* Supplied passage:
[start]

McLain Ward (born October 17, 1975) is an American show jumping competitor and four-time Olympic medalist.

At the 2004 Olympic Games in Athens, Ward won the team jumping gold medal for the United States, together with Peter Wylde, Beezie Madden, and Chris Kappler. He again won team jumping gold at the 2008 Olympic Games, riding Sapphire alongside teammates Laura Kraut, Beezie Madden and Will Simpson. At the 2016 Summer Olympics, Ward won team jumping silver for the United States.

Early life
Ward was born in Mount Kisco, New York to Barney Ward and Kristine Lindsey. His hometown is Brewster, New York. He graduated from Greenwich Country Day School in 1993. His parents were professionals in the horse industry and encouraged him to ride. His father was his main business partner for much of his life. In 1990, at age 14, he became the youngest rider to win the United States Equestrian Federation's Show Jumping Derby. Later that year, he became the youngest rider to win the USET Medal Finals and became the first and youngest rider to win both titles in the same year.

Career
Ward won the Hampton Classic Grand Prix aboard his Selle Francais bay gelding, Twist Du Valon, in 1998 and 1999. They were the first rider-horse combination to win the Classic's Grand Prix back-to-back two years in a row. Ward became the youngest rider ever to reach the $1 million prize money mark in grand prix competition in 1999.

At the 2004 Olympic Games, Ward won the team jumping gold representing the United States.

Ward rode with a broken collarbone in the 2005 Samsung Super League when the United States team won the Championship.

[end]

* What the task asks: In the McLain Ward biography, write out everything from "At the 2004 Olympic Games, Ward" down to "won the Championship." again, substituting "shoulder" for "collarbone". The lines that come after this text have nothing to do with it.

* Dataset records:
[start]

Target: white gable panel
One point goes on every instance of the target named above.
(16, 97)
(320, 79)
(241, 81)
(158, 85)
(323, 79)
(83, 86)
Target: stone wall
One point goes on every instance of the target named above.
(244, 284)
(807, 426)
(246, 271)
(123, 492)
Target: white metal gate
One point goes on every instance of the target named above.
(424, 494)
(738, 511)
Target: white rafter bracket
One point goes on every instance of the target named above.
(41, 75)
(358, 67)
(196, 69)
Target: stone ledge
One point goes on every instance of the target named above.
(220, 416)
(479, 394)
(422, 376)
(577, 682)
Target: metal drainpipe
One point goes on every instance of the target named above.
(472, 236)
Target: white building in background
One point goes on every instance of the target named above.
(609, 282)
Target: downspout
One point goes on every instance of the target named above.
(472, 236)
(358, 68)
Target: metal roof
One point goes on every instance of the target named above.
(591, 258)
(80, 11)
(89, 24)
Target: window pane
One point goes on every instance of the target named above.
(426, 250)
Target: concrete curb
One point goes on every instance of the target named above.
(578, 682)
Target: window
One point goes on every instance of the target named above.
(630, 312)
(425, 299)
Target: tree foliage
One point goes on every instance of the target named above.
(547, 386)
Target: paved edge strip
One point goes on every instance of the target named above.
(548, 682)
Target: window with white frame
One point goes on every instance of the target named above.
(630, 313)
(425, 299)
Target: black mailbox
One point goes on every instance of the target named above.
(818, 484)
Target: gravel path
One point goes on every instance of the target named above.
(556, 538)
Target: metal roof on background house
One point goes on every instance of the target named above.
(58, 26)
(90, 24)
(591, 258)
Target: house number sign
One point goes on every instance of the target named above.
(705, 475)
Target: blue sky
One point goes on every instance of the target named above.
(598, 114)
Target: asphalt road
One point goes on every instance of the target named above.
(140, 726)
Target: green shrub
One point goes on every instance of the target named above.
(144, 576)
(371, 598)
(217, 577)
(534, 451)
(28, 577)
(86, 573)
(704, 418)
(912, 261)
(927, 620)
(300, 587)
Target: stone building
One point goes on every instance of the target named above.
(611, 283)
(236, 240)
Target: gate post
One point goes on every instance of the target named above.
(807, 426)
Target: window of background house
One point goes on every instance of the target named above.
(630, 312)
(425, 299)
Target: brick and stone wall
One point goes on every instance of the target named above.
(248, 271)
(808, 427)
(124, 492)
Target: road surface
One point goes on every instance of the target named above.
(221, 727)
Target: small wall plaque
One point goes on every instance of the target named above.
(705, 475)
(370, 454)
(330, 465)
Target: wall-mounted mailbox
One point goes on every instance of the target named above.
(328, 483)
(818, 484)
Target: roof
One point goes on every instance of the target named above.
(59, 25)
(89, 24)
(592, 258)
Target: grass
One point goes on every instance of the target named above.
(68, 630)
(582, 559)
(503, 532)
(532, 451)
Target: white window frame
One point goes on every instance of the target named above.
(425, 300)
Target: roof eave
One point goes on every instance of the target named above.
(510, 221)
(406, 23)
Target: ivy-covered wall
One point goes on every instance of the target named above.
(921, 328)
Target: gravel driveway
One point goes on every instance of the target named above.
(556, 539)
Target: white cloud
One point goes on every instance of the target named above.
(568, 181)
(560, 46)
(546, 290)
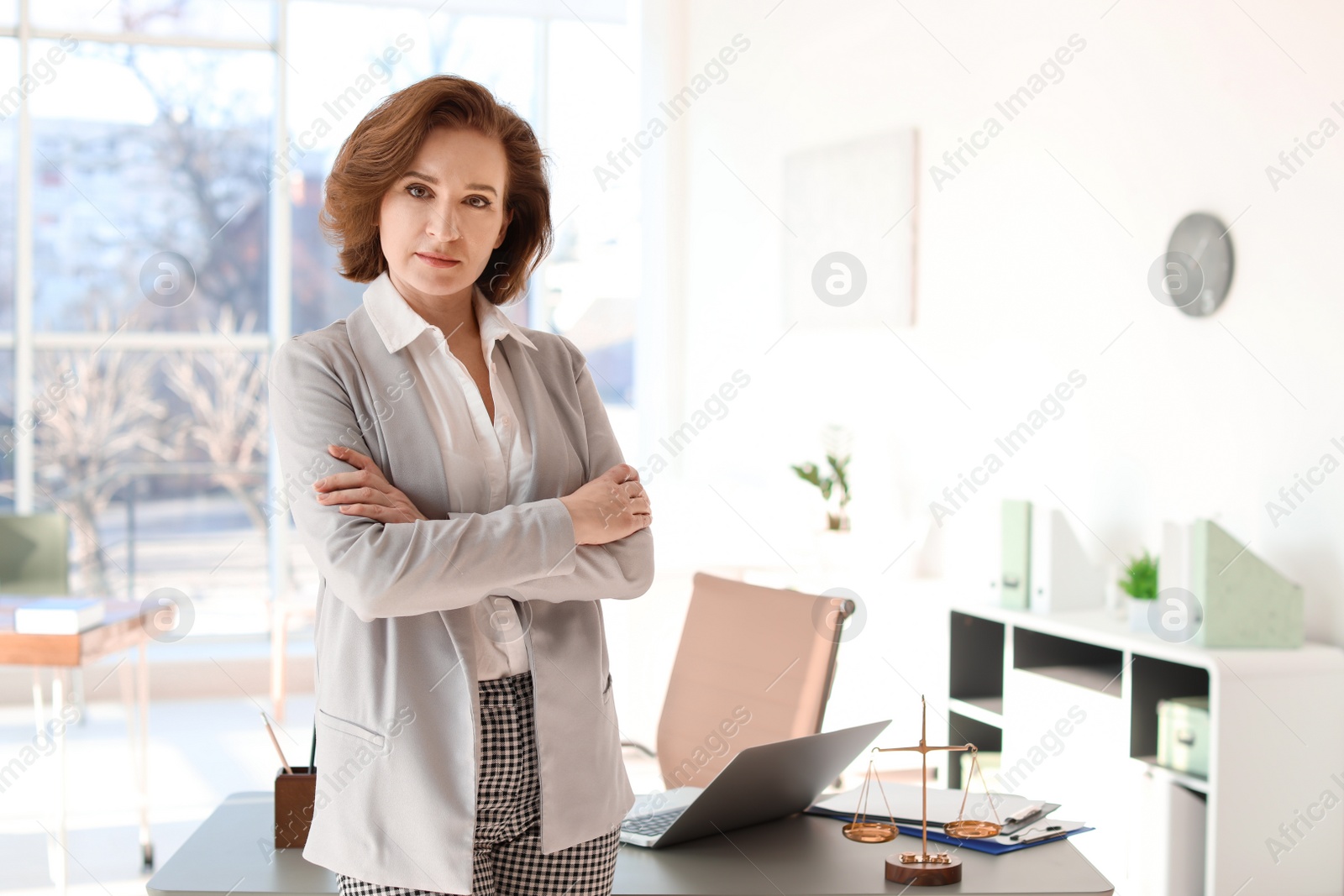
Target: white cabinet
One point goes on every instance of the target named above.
(1070, 700)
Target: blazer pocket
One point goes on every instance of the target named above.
(349, 728)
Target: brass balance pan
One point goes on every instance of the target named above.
(870, 832)
(971, 829)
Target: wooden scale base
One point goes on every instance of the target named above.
(924, 873)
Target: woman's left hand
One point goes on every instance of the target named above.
(365, 490)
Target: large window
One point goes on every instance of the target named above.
(161, 239)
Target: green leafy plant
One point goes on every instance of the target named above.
(1142, 578)
(833, 484)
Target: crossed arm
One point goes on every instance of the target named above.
(383, 569)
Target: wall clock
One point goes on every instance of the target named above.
(1200, 265)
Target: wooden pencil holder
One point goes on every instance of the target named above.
(295, 795)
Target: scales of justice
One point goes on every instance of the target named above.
(922, 868)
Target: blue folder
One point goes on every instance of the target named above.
(980, 844)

[end]

* Task answer:
At the 2004 Olympic Games, Ward won the team jumping gold representing the United States.

Ward rode with a broken shoulder in the 2005 Samsung Super League when the United States team won the Championship.